[Natural language region descriptions]
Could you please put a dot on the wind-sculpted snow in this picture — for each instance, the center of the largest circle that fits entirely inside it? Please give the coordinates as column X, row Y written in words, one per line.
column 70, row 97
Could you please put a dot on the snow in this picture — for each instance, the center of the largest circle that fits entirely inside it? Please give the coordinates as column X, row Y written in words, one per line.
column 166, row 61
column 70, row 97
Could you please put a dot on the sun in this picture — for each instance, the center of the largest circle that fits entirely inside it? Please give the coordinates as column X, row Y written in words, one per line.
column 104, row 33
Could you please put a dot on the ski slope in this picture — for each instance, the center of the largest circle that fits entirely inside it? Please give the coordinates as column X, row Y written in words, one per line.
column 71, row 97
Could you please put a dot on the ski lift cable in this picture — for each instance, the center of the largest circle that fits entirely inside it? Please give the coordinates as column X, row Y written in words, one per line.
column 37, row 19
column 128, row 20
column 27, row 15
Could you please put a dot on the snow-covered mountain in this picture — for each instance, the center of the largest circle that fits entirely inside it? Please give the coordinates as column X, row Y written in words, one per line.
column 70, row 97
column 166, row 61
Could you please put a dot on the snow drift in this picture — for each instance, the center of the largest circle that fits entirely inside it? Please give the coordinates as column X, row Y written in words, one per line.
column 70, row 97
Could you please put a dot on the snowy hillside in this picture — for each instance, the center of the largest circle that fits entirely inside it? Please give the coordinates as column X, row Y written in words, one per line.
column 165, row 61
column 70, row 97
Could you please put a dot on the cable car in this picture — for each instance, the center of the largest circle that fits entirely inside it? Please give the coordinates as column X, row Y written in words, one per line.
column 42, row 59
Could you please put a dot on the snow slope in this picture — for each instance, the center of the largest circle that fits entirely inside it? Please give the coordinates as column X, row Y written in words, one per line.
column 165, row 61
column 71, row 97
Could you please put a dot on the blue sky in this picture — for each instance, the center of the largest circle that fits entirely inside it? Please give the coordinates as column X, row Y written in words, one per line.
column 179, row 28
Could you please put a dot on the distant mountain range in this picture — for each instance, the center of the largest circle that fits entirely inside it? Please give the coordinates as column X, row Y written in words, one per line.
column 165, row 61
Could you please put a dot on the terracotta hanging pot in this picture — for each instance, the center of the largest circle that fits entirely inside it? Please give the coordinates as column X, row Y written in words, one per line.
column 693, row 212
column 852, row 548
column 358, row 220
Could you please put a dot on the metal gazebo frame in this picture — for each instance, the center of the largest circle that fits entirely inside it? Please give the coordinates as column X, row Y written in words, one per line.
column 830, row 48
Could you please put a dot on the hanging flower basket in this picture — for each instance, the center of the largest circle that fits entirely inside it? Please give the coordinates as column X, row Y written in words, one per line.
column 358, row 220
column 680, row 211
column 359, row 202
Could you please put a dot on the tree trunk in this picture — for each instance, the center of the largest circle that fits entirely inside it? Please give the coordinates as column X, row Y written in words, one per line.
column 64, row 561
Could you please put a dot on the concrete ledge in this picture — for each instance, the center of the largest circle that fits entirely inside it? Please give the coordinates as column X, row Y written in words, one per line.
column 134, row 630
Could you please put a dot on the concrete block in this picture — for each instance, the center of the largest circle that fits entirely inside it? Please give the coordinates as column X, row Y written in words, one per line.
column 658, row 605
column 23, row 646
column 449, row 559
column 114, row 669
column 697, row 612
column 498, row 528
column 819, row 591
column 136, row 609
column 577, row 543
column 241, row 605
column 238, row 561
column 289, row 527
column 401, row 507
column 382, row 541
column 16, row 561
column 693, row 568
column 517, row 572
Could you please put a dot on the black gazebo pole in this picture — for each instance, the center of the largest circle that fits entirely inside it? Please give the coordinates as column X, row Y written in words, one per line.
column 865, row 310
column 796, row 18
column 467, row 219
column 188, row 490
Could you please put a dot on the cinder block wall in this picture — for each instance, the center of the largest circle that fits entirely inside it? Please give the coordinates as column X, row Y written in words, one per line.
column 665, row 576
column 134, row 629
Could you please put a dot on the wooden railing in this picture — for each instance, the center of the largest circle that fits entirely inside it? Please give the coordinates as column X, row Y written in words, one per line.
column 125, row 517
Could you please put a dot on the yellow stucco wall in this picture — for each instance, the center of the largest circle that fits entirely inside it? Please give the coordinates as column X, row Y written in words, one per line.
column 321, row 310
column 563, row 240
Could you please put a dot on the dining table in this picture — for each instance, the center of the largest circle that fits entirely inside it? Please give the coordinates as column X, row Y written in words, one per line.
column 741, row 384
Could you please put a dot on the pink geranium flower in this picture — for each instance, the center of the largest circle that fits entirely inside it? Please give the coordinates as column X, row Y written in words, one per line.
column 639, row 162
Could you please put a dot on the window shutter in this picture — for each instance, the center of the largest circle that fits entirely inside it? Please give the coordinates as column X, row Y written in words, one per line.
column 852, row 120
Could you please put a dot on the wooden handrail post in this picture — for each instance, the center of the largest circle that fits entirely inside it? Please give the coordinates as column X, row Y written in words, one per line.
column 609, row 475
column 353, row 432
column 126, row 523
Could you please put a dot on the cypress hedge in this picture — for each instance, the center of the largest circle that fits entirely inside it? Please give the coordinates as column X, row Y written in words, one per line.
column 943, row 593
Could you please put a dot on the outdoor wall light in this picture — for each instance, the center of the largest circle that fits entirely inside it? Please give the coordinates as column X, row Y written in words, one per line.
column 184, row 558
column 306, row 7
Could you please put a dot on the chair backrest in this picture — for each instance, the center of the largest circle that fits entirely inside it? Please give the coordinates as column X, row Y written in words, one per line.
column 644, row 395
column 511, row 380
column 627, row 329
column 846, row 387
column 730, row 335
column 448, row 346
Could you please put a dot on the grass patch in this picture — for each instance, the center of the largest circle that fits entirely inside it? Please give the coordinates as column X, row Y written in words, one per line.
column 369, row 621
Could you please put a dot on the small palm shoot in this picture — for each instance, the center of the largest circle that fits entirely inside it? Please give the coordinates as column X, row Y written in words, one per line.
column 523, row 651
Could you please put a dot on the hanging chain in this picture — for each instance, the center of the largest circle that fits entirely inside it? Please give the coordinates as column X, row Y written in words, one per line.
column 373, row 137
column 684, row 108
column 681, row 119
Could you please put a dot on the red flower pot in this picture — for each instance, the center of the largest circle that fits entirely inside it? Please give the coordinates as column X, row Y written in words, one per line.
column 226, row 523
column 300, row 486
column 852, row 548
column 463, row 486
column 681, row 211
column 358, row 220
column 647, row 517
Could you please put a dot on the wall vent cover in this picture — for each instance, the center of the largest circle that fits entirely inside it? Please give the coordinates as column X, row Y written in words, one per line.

*PROBLEM DETAILS*
Repeat each entry above exactly as shown.

*SOLVED PROBLEM*
Could you please put a dot on the wind-sculpted snow in this picture — for each instance, the center of the largest circle that fits entirely inside it? Please give the coordinates as column X, row Y written in words, one per line.
column 70, row 97
Could you please put a dot on the snow in this picture — for each instance, the center of the largest circle that fits entirely inside it? Please give the coordinates as column X, row Y written in words, one per line.
column 166, row 61
column 70, row 97
Could you please put a dot on the sun in this picture — for each instance, the center of the largest circle that fits entirely inside it? Please give the coordinates as column X, row Y written in words, one per line.
column 104, row 33
Could you please put a dot on the ski slope in this picture — for each instance, the center of the largest circle that fits entirely inside it? Please give the coordinates as column X, row Y written in words, one per line.
column 71, row 97
Could you please put a dot on the ski lift cable in this picture — for each instance, the center of the largest circle that fits entirely inside it? Please give the coordinates as column X, row Y written in words, one per line.
column 37, row 19
column 128, row 20
column 27, row 15
Could you please put a dot on the snow-covered mountain in this picture — for each instance, the center of the largest circle that fits entirely inside it? Please give the coordinates as column X, row Y written in words, one per line.
column 70, row 97
column 166, row 61
Could you please put a dot on the snow drift in this picture — for each instance, the center of the largest circle that fits entirely inside it? Please give the coordinates as column X, row Y written in words, one per line.
column 70, row 97
Could you please put a dot on the snowy hillside in this picture — for each instance, the center of the largest circle that fits entirely inside it? Please give the coordinates as column X, row Y written in words, one per line.
column 165, row 61
column 70, row 97
Could you please put a dot on the cable car in this picture — for each instance, the center of the largest circle that fits entirely inside it? Please give the coordinates as column X, row Y written in words, one per line.
column 42, row 59
Could you please put a dot on the snow slope in this picture — for each instance, the center of the largest circle that fits entirely inside it? Please give the coordinates as column X, row Y written in words, one per line.
column 165, row 61
column 71, row 97
Could you please put a dot on the blue sky in this picture — for each instance, the center of the largest circle that fits entirely inside it? Please give the coordinates as column X, row Y written in words, one per line.
column 179, row 28
Could you please put a dot on the distant mountain range in this picture — for each instance, the center of the largest circle that fits entirely inside it? Please give the coordinates as column X, row Y written in words, one per line.
column 165, row 61
Could you please put a dot on the terracotta hanging pot in this picture — for each instance, the center of the largest circle that fits entirely inside it? Please give the coordinates as column X, row Y written in words, one per line.
column 693, row 212
column 852, row 548
column 358, row 220
Could you please put a dot on the metal gazebo frame in this picture — for each instance, the center of the largest circle that fits entirely inside it? Please give the coordinates as column X, row Y written in words, one per line.
column 830, row 48
Could you please put a dot on the hanging flower basket in this picture — for each instance, the center of the largest circle that fits entirely inside it? Please give the coordinates as column X, row Y written in words, one per line.
column 358, row 220
column 680, row 211
column 359, row 202
Could you please put a dot on the tree trunk in this picture — for each instance, the center of the largest circle that fits entirely inside it? Please give the coordinates as column X, row Y written in words, one per line.
column 64, row 561
Could you please put a dot on the concrete ledge in this picture — for each instance, the center of the largest circle that fits entirely inside it? Please give the coordinates as column X, row Y written in words, one per line.
column 134, row 630
Could you please put a dot on the concrete block in this picture — for each instance, the center of the largest circle that fits entirely inside it? Please give the coordinates as column X, row Y written in words, one per line.
column 658, row 605
column 23, row 646
column 449, row 559
column 114, row 669
column 697, row 612
column 498, row 528
column 819, row 591
column 136, row 609
column 577, row 543
column 241, row 605
column 238, row 561
column 289, row 527
column 401, row 507
column 382, row 541
column 16, row 561
column 693, row 568
column 517, row 572
Could you please put a dot on the black gazebo pole in this picture — for each instance, the center of the largest circle that fits entirely inside it? Please give the coordinates as column X, row Y written in words, one per line.
column 865, row 310
column 796, row 18
column 467, row 219
column 188, row 490
Could you please put a dot on the cinder block wall in this picture — for each instance, the center of the largest circle that fits entirely inside it? Please give the coordinates as column X, row Y written in words, one per line.
column 665, row 576
column 134, row 629
Could you please put a dot on the wooden railing in this picture — for each instance, the center of the largest circle that fits entirely inside it? Please give the coordinates as column X, row Y written in words, one per line.
column 125, row 517
Could you please put a dot on the yellow stucco wall in this picture — for each instance, the center of the largest circle that fits entirely inside it? Please give the coordinates as column X, row Y written in words, one per line.
column 321, row 310
column 563, row 240
Could you please put a dot on the dining table in this picture — for each instance, the center of the largest circle that fits entirely inside it? Please give the coordinates as column X, row Y written in words, one per line.
column 741, row 384
Could you please put a dot on the pink geranium flower in this picture — for each instance, the center of the largest circle that fits entirely inside it? Please give the coordinates as column X, row Y written in words, one per line.
column 639, row 162
Could you please put a dot on the window shutter in this picture — for each instance, the center of the largest circle that fits entirely inside it? Please give the coordinates as column X, row Y written in words, one per line.
column 852, row 120
Could you please put a dot on the wooden handrail post in this picture — for each instance, the center of the largest circle that fits entirely inside it? Please give the coordinates as column X, row Y written in words, one per line.
column 609, row 475
column 353, row 432
column 126, row 523
Could you please put a dot on the cypress hedge in this picture — for each instance, the center of the largest circle that fits entirely inside it? Please give the coordinates as column X, row Y written in words, one per line.
column 943, row 593
Could you please put a dot on the outdoor wall light in this picture — for each instance, the center of the largest circle that fits entirely inside it? Please give the coordinates as column X, row Y written in words, one per line.
column 184, row 558
column 306, row 7
Could you please put a dot on the chair backrest in this picture — for each instance, the center of the largest circle that fits entirely inside it? Please give the coordinates as column X, row Y written in words, one per line.
column 644, row 395
column 511, row 380
column 627, row 329
column 846, row 387
column 730, row 335
column 448, row 346
Could you please put a dot on the grass patch in this picture — for each instance, the center of the largest circle that fits entirely inside it? Please give the coordinates as column X, row Y written in words, one per line.
column 369, row 621
Could you please put a dot on the small palm shoot in this picture — for each instance, the center of the largest circle that fits entirely inside it? Please give the coordinates as column X, row Y written in words, one per line.
column 523, row 651
Could you please put a dot on the hanging chain in this picture — for each instance, the center of the largest circle that fits entirely inside it? Please give the coordinates as column X, row Y written in words, one per line.
column 373, row 137
column 684, row 108
column 681, row 119
Could you please put a dot on the red flower pot in this picture — for each instance, the center of the largest circle that fits entirely inside it? Please give the coordinates as column X, row Y written in words, one per line.
column 226, row 523
column 300, row 486
column 852, row 548
column 463, row 486
column 681, row 211
column 358, row 220
column 647, row 517
Could you please put a dot on the wall vent cover in this picture — for each instance, the center of the largest circle that fits entirely inside it? Please give the coordinates as column X, row Y written in words, one per line.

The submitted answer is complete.